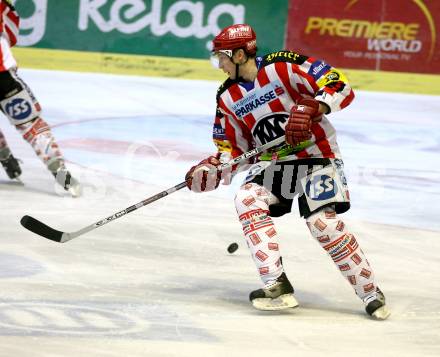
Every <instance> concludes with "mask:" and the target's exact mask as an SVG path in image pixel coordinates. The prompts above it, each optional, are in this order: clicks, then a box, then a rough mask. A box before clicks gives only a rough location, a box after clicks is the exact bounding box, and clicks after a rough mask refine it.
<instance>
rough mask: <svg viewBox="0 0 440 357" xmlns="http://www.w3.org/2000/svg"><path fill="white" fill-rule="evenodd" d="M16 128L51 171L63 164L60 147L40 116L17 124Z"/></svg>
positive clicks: (45, 164)
mask: <svg viewBox="0 0 440 357" xmlns="http://www.w3.org/2000/svg"><path fill="white" fill-rule="evenodd" d="M16 128H17V130H18V131H19V132H20V134H21V135H22V136H23V138H24V139H25V140H26V141H27V142H29V144H31V146H32V148H33V149H34V151H35V153H36V154H37V156H38V157H39V158H40V159H41V161H43V163H44V164H45V165H46V166H47V168H48V169H49V170H50V171H51V172H53V173H56V171H57V169H58V168H59V167H63V166H64V158H63V155H62V154H61V151H60V148H59V147H58V144H57V143H56V142H55V138H54V136H53V135H52V131H51V130H50V128H49V125H48V124H47V123H46V122H45V121H44V120H43V119H42V118H37V119H34V120H31V121H28V122H27V123H24V124H21V125H17V126H16Z"/></svg>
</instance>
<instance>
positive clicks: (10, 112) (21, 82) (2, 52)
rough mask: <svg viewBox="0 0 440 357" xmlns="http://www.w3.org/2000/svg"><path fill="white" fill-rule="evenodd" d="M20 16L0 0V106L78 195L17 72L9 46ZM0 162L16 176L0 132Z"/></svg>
mask: <svg viewBox="0 0 440 357" xmlns="http://www.w3.org/2000/svg"><path fill="white" fill-rule="evenodd" d="M19 21H20V20H19V16H18V14H17V12H16V11H15V9H14V7H13V6H12V4H11V3H10V1H8V0H0V109H1V111H2V112H3V114H4V115H5V116H6V117H7V118H8V119H9V121H10V123H11V124H12V125H14V126H15V127H16V128H17V130H18V132H19V133H20V134H21V135H22V136H23V138H24V139H25V140H26V141H27V142H28V143H29V144H30V145H31V146H32V148H33V149H34V151H35V153H36V154H37V156H38V157H39V158H40V159H41V160H42V161H43V163H44V164H45V165H46V166H47V168H48V169H49V171H50V172H51V173H52V175H53V176H54V177H55V179H56V182H57V183H59V184H60V185H61V186H62V187H63V188H64V189H65V190H66V191H68V192H70V193H71V194H72V196H79V195H80V193H81V188H80V185H79V183H78V181H77V180H76V179H74V178H73V177H72V175H71V174H70V172H69V171H68V170H67V169H66V166H65V163H64V158H63V156H62V154H61V152H60V149H59V147H58V144H57V143H56V142H55V138H54V137H53V135H52V132H51V130H50V128H49V125H48V124H47V123H46V122H45V121H44V119H43V118H42V117H41V116H40V114H41V107H40V104H39V103H38V101H37V99H36V98H35V96H34V95H33V93H32V91H31V90H30V88H29V87H28V86H27V85H26V83H25V82H24V81H23V80H22V79H21V78H20V77H19V76H18V74H17V63H16V61H15V58H14V56H13V54H12V52H11V47H13V46H14V45H15V44H16V43H17V37H18V27H19ZM0 162H1V164H2V166H3V168H4V169H5V171H6V173H7V175H8V176H9V177H10V178H11V179H14V178H18V177H19V176H20V175H21V168H20V165H19V162H18V161H17V159H16V158H15V157H14V156H13V155H12V153H11V150H10V148H9V146H8V144H7V142H6V139H5V137H4V135H3V134H2V133H1V132H0Z"/></svg>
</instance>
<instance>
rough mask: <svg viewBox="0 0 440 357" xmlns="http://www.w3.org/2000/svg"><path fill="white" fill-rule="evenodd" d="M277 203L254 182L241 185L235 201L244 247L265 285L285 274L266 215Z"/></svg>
mask: <svg viewBox="0 0 440 357" xmlns="http://www.w3.org/2000/svg"><path fill="white" fill-rule="evenodd" d="M276 201H277V198H276V197H275V196H274V195H273V194H272V193H271V192H269V191H268V190H267V189H266V188H264V187H261V186H258V185H257V184H254V183H248V184H246V185H244V186H242V187H241V188H240V190H239V191H238V192H237V196H236V198H235V207H236V209H237V213H238V215H239V219H240V223H241V224H242V226H243V232H244V235H245V238H246V242H247V245H248V247H249V250H250V252H251V255H252V259H253V260H254V263H255V265H256V267H257V269H258V272H259V274H260V277H261V280H262V281H263V283H264V284H265V285H268V284H271V283H273V282H275V281H276V279H277V278H278V277H279V276H280V275H281V274H282V273H283V271H284V270H283V265H282V263H281V256H280V252H279V250H278V235H277V232H276V230H275V227H274V223H273V221H272V218H271V217H270V216H269V204H271V203H275V202H276Z"/></svg>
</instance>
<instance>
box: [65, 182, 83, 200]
mask: <svg viewBox="0 0 440 357" xmlns="http://www.w3.org/2000/svg"><path fill="white" fill-rule="evenodd" d="M67 191H68V192H69V193H70V194H71V195H72V197H75V198H76V197H80V196H81V195H82V188H81V185H80V184H76V185H72V186H70V187H69V188H68V189H67Z"/></svg>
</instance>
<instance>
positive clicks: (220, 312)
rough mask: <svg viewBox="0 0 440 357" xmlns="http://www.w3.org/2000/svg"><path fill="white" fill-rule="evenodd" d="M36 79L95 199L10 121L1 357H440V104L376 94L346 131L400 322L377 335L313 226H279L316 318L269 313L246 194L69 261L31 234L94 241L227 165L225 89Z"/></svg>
mask: <svg viewBox="0 0 440 357" xmlns="http://www.w3.org/2000/svg"><path fill="white" fill-rule="evenodd" d="M20 73H21V76H22V77H23V78H24V79H25V80H26V81H27V82H28V84H29V85H30V86H31V87H32V89H33V90H34V92H35V94H36V95H37V97H38V98H39V100H40V102H41V104H42V106H43V109H44V118H45V119H46V120H47V121H48V122H49V123H50V124H51V125H52V126H53V131H54V134H55V136H56V138H57V140H58V142H59V144H60V146H61V148H62V150H63V152H64V154H65V156H66V158H67V159H68V161H69V168H70V169H71V171H73V172H74V174H75V175H76V176H78V178H79V179H80V180H81V182H82V183H83V185H84V196H83V197H81V198H79V199H72V198H69V197H65V196H63V195H60V192H59V191H57V192H55V187H54V182H53V178H52V177H51V175H50V174H49V173H48V172H47V171H46V170H45V168H44V167H43V165H42V164H41V163H40V162H39V161H38V160H37V158H36V157H35V155H34V153H33V151H32V150H31V148H30V147H29V146H28V145H27V143H25V142H24V141H23V140H22V139H21V138H20V137H19V135H18V134H17V133H16V131H15V129H14V128H13V127H11V126H10V125H9V124H8V122H7V120H6V119H5V118H4V117H3V119H0V127H1V129H2V130H3V131H4V133H5V134H6V136H7V138H8V141H9V143H10V146H11V148H12V150H13V152H14V154H15V156H17V157H19V158H20V159H21V160H23V163H22V168H23V175H22V180H23V182H24V183H25V185H24V186H21V185H19V184H17V183H14V182H11V181H10V180H8V179H7V177H6V175H5V174H4V173H3V171H1V170H0V171H1V172H0V209H1V214H0V239H1V245H0V356H1V357H11V356H14V357H27V356H32V357H39V356H44V357H46V356H64V357H73V356H75V357H77V356H87V357H91V356H229V357H231V356H267V355H276V356H282V355H292V356H344V355H353V356H372V355H375V356H381V357H382V356H390V357H391V356H392V357H395V356H400V357H402V356H408V357H413V356H438V355H440V298H439V297H440V282H439V281H440V280H439V275H440V263H439V252H440V219H439V215H440V214H439V212H440V189H439V185H440V156H439V154H440V114H439V113H440V97H435V96H420V95H402V94H390V93H371V92H370V93H368V92H362V91H358V92H357V98H356V100H355V102H354V103H353V104H352V105H351V106H350V107H349V108H347V109H346V110H344V111H343V112H340V113H335V114H332V115H331V117H330V118H331V120H332V122H333V123H334V125H335V127H336V128H337V130H338V133H339V135H338V141H339V144H340V146H341V150H342V154H343V157H344V161H345V166H346V174H347V177H348V180H349V186H350V189H351V190H350V193H351V197H352V209H351V210H350V211H349V212H348V213H346V214H345V215H344V217H345V220H346V222H347V223H348V224H349V225H350V226H351V228H352V231H354V233H355V234H356V236H357V238H358V241H359V242H360V244H361V245H362V247H363V250H364V251H365V252H366V254H367V256H368V259H369V261H370V263H371V264H372V266H373V267H374V269H375V272H376V276H377V279H378V281H379V284H380V286H381V288H382V290H383V291H384V292H385V294H386V297H387V299H388V302H389V306H390V308H391V310H392V316H391V318H390V319H389V320H388V321H385V322H377V321H372V320H369V319H368V318H367V317H366V316H365V313H364V311H363V305H362V303H361V302H360V301H359V300H358V299H357V297H356V296H355V295H354V293H353V290H352V289H351V287H350V286H349V285H348V284H347V283H346V281H345V280H344V279H343V278H342V277H341V276H340V274H339V272H338V271H337V269H336V268H335V267H334V265H333V263H332V261H331V260H330V259H329V258H328V257H327V256H326V254H325V253H324V251H322V250H321V248H320V247H319V245H318V243H316V242H315V241H313V239H312V238H311V237H309V234H308V231H307V229H306V227H305V225H304V222H303V221H302V220H301V219H300V218H299V217H298V214H297V210H296V209H295V211H294V212H293V214H290V215H288V216H285V217H282V218H279V219H276V223H277V226H278V230H279V232H280V236H281V237H282V239H281V240H280V245H281V250H282V254H283V259H284V263H285V268H286V271H287V274H288V276H289V277H290V279H291V280H292V282H293V284H294V287H295V289H296V295H297V299H298V300H299V302H300V307H299V308H297V309H294V310H291V311H287V312H278V313H270V312H269V313H263V312H259V311H256V310H254V309H253V308H252V306H251V305H250V303H249V302H248V293H249V292H250V291H251V290H253V289H255V288H257V287H259V286H260V282H259V278H258V276H257V273H256V271H255V267H254V265H253V263H252V261H251V258H250V256H249V253H248V251H247V247H246V245H245V243H244V239H243V238H242V234H241V227H240V224H239V223H238V221H237V219H236V216H235V210H234V206H233V197H234V192H235V190H236V188H237V185H238V184H239V180H236V181H235V182H234V183H233V184H232V185H231V186H223V187H221V188H220V189H219V190H217V191H216V192H213V193H207V194H203V195H198V194H192V193H190V192H188V191H187V190H182V191H179V192H177V193H174V194H173V195H171V196H170V197H166V198H164V199H162V200H160V201H157V202H155V203H153V204H152V205H151V206H147V207H144V208H142V209H140V210H138V211H136V212H133V213H130V214H129V215H128V216H126V217H123V218H121V219H119V220H117V221H115V222H112V223H109V224H108V225H106V226H104V227H102V228H99V229H97V230H95V231H93V232H90V233H88V234H87V235H84V236H82V237H80V238H77V239H75V240H73V241H71V242H68V243H65V244H57V243H54V242H51V241H48V240H45V239H44V238H40V237H38V236H36V235H34V234H32V233H30V232H28V231H26V230H24V229H23V228H22V227H21V226H20V225H19V220H20V218H21V216H23V215H24V214H29V215H32V216H35V217H36V218H38V219H41V220H42V221H43V222H45V223H47V224H49V225H51V226H53V227H54V228H56V229H61V230H64V231H74V230H78V229H80V228H82V227H84V226H86V225H89V224H91V223H94V222H95V221H98V220H100V219H102V218H104V217H106V216H108V215H111V214H113V213H115V212H117V211H119V210H121V209H123V208H125V207H128V206H130V205H132V204H134V203H136V202H138V201H140V200H142V199H144V198H147V197H149V196H151V195H153V194H155V193H157V192H160V191H162V190H164V189H166V188H169V187H171V186H174V185H175V184H177V183H179V182H181V181H182V179H183V176H184V174H185V172H186V171H187V169H188V168H189V167H190V166H191V165H192V164H194V162H196V161H199V160H200V159H202V158H204V156H205V155H207V154H209V153H211V152H213V150H214V147H213V145H212V143H211V142H210V131H211V120H212V115H213V114H214V105H215V92H216V87H217V85H218V83H215V82H208V81H183V80H178V79H176V80H172V79H160V78H140V77H125V76H111V75H100V74H80V73H67V72H55V71H34V70H21V71H20ZM61 194H62V193H61ZM231 242H238V243H239V245H240V248H239V250H238V251H237V252H236V253H235V254H234V255H229V254H228V253H227V252H226V248H227V246H228V245H229V244H230V243H231Z"/></svg>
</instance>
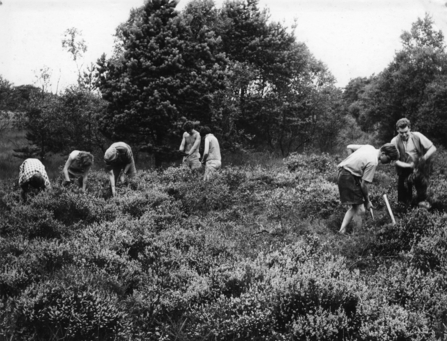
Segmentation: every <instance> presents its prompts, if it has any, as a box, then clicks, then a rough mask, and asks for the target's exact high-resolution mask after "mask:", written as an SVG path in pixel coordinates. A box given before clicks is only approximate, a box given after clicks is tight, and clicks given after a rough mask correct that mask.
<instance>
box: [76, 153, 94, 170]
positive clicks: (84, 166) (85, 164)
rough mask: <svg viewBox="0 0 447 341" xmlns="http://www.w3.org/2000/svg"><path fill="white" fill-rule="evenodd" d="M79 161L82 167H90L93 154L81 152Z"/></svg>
mask: <svg viewBox="0 0 447 341" xmlns="http://www.w3.org/2000/svg"><path fill="white" fill-rule="evenodd" d="M78 161H79V166H80V167H81V168H82V169H87V168H90V167H91V166H92V164H93V155H92V154H91V153H89V152H79V154H78Z"/></svg>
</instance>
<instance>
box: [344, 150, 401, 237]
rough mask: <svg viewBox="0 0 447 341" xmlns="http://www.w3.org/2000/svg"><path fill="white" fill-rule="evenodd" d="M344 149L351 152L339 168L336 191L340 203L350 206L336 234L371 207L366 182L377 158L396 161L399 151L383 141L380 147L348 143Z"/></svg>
mask: <svg viewBox="0 0 447 341" xmlns="http://www.w3.org/2000/svg"><path fill="white" fill-rule="evenodd" d="M347 149H348V150H349V151H351V152H352V154H351V155H349V156H348V157H347V158H346V159H344V160H343V161H342V162H341V163H340V164H339V165H338V166H337V167H338V170H339V172H338V190H339V192H340V201H341V203H342V204H348V205H351V208H349V209H348V211H347V212H346V214H345V217H344V219H343V222H342V224H341V228H340V231H339V233H341V234H346V227H347V226H348V224H349V223H350V222H351V220H352V218H354V216H356V215H358V216H360V218H361V216H362V215H363V213H364V212H365V206H366V210H369V209H370V208H373V206H372V204H371V201H370V200H369V195H368V184H369V183H371V182H372V181H373V179H374V173H375V171H376V168H377V165H378V164H379V161H380V162H381V163H383V164H387V163H390V162H391V161H392V160H397V159H398V157H399V152H398V150H397V148H396V146H395V145H393V144H391V143H386V144H384V145H383V146H382V147H381V148H380V149H376V148H374V147H373V146H371V145H355V144H350V145H349V146H348V147H347Z"/></svg>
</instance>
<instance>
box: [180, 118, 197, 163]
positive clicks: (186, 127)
mask: <svg viewBox="0 0 447 341" xmlns="http://www.w3.org/2000/svg"><path fill="white" fill-rule="evenodd" d="M183 130H184V131H185V132H184V133H183V139H182V144H181V145H180V148H179V150H180V151H181V152H183V154H184V158H183V164H184V165H186V166H188V167H189V168H190V169H192V170H199V169H201V168H202V164H201V163H200V153H199V147H200V134H199V132H198V131H197V130H195V129H194V124H193V123H192V122H190V121H187V122H186V123H185V124H184V125H183Z"/></svg>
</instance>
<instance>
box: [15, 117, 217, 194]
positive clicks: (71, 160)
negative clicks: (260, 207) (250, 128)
mask: <svg viewBox="0 0 447 341" xmlns="http://www.w3.org/2000/svg"><path fill="white" fill-rule="evenodd" d="M183 130H184V131H185V132H184V134H183V139H182V143H181V145H180V151H181V152H182V153H183V155H184V158H183V165H185V166H187V167H189V168H190V169H191V170H193V171H195V172H196V171H198V170H200V169H201V168H202V164H203V165H204V166H205V175H204V178H203V179H204V181H208V180H210V179H211V178H212V176H213V174H214V173H215V172H216V171H217V170H218V169H219V168H220V167H221V154H220V147H219V142H218V140H217V138H216V137H215V136H214V135H213V134H212V133H211V129H210V128H209V127H203V128H202V130H201V133H202V135H203V136H205V149H204V155H203V158H202V160H200V152H199V147H200V141H201V134H200V133H199V132H198V131H196V130H195V129H194V125H193V123H192V122H189V121H188V122H186V123H185V124H184V126H183ZM93 160H94V158H93V155H92V154H91V153H89V152H86V151H79V150H74V151H72V152H71V153H70V155H69V156H68V159H67V161H66V163H65V166H64V168H63V171H62V172H63V178H64V180H63V185H64V186H66V185H69V184H72V183H76V184H77V185H78V186H79V187H81V188H82V190H83V191H84V192H85V189H86V186H87V177H88V173H89V171H90V169H91V167H92V165H93ZM104 163H105V165H106V166H105V170H106V172H107V174H108V175H109V180H110V188H111V191H112V195H113V196H115V195H116V189H115V187H116V183H117V182H118V180H120V181H121V182H124V181H125V177H126V176H127V177H133V176H134V175H135V174H136V167H135V161H134V158H133V154H132V149H131V148H130V146H129V145H128V144H126V143H124V142H115V143H113V144H112V145H111V146H110V147H109V148H108V149H107V150H106V152H105V153H104ZM19 186H20V187H21V189H22V194H21V195H22V198H23V200H24V201H26V200H27V193H29V192H30V191H31V190H33V189H34V190H37V191H40V190H45V189H51V183H50V180H49V178H48V175H47V172H46V170H45V166H44V165H43V164H42V162H40V160H39V159H34V158H29V159H26V160H25V161H23V163H22V164H21V165H20V169H19Z"/></svg>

━━━━━━━━

> Your objective
Copy the rows word for word, starting at the beginning of the rows and ending after the line that contains "positive clicks: (45, 164)". Leave out the pictures.

> Response to the task
Every <instance> concludes with "mask:" and the target's exact mask as an SVG path in image pixel coordinates. The prompts above it, each optional, are in this order: clicks, then a box, then a rough mask. A box before clicks gives only a rough location, a box after clicks is the exact bounding box, and clicks after a rough mask refine it.
<instance>
rough mask: <svg viewBox="0 0 440 357" xmlns="http://www.w3.org/2000/svg"><path fill="white" fill-rule="evenodd" d="M16 128L51 171L63 164L60 147L40 116L17 124Z"/></svg>
positive clicks: (45, 164)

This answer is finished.